---- DATA SHOWN

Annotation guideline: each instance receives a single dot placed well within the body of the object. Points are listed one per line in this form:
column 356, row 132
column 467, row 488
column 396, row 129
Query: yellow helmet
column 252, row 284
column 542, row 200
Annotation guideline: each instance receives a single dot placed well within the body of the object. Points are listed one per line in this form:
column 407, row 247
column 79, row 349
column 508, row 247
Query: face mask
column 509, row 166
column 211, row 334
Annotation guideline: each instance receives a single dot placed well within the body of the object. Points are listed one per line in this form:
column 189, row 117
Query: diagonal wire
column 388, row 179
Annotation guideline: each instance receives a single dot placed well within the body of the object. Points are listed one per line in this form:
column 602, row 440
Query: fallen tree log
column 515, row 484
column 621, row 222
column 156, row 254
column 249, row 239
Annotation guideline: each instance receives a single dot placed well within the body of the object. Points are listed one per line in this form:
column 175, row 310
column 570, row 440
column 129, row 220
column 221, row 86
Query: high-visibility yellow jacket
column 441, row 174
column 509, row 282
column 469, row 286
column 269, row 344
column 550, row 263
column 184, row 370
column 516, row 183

--------

**INSTRUCTIONS TO FOLLOW:**
Your answer must hold the line containing "column 508, row 247" and all lines after it in the entries above, exactly, and nothing else.

**THE COMPLETED TASK:**
column 508, row 247
Query: face mask
column 509, row 166
column 211, row 334
Annotation guideline: each instance receives a single dot placed well within the body of the object. Points are listed one per line in this form:
column 189, row 117
Query: diagonal wire
column 388, row 179
Annotation guideline: each instance receives a single dot placed well within the body of the object. Points are listed one per line in this form:
column 602, row 440
Query: fallen tree log
column 515, row 484
column 621, row 222
column 156, row 254
column 249, row 239
Annotation guideline: each instance receives a single dot placed well within the body of the object. Points are listed one per line in this form:
column 175, row 310
column 570, row 440
column 129, row 220
column 221, row 86
Query: high-visibility yellow jacket
column 441, row 174
column 509, row 282
column 469, row 286
column 269, row 344
column 550, row 263
column 184, row 370
column 516, row 183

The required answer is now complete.